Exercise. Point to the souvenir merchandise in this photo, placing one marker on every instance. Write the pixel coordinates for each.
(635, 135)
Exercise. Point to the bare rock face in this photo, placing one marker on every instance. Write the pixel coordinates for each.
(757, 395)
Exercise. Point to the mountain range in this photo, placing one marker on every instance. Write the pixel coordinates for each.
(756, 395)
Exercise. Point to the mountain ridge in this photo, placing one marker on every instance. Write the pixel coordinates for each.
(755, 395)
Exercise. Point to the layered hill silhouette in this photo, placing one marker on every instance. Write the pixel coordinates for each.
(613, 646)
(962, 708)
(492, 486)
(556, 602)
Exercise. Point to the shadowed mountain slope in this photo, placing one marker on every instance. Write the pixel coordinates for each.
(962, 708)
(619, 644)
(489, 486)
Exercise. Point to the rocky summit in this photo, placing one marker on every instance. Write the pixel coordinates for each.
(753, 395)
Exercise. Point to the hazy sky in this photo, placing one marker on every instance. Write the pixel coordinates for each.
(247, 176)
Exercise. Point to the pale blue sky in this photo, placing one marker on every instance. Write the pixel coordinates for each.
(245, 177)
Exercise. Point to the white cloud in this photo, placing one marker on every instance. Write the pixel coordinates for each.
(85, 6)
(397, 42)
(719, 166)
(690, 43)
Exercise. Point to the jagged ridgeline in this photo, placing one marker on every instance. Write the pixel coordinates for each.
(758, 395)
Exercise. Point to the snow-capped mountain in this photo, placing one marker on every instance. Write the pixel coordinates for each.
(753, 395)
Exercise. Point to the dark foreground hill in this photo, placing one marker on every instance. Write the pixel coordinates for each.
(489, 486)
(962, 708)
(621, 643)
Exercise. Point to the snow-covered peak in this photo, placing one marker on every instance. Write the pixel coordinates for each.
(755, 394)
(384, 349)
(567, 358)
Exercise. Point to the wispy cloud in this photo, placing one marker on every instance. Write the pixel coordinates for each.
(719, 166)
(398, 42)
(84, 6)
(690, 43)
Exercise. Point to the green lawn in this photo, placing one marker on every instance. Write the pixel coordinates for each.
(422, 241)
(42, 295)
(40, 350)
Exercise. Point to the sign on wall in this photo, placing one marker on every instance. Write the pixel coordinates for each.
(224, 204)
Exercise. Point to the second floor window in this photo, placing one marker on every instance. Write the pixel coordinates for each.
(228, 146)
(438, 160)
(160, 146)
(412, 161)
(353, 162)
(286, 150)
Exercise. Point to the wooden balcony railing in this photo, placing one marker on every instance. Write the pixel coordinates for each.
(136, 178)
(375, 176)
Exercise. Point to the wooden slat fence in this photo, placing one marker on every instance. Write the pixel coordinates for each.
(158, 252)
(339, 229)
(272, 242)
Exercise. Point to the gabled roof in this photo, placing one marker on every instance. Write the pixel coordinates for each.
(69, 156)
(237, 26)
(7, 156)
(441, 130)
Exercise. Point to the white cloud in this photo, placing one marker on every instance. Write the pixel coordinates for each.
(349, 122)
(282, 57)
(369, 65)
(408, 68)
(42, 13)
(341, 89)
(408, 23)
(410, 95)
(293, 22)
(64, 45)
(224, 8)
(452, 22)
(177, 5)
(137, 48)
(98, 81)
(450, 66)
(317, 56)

• [Your objective]
Update the rows from the line containing "Exercise. Point to the gabled" through the end of the rows, replacing "white cloud" with "cumulus cloud" and leaving everything else unchanged.

• [Exercise result]
Exercise. Point to the gabled roof in this photo, placing one marker on every instance. Write the pixel coordinates for each.
(69, 156)
(237, 26)
(7, 156)
(441, 130)
Exercise. Point to the cumulus cloud in this photo, placing one marker on every instance. Write the pixel coordinates for each.
(349, 122)
(282, 57)
(369, 65)
(408, 68)
(42, 13)
(341, 89)
(408, 23)
(410, 95)
(293, 22)
(64, 45)
(224, 8)
(452, 22)
(177, 5)
(137, 48)
(98, 81)
(450, 66)
(317, 56)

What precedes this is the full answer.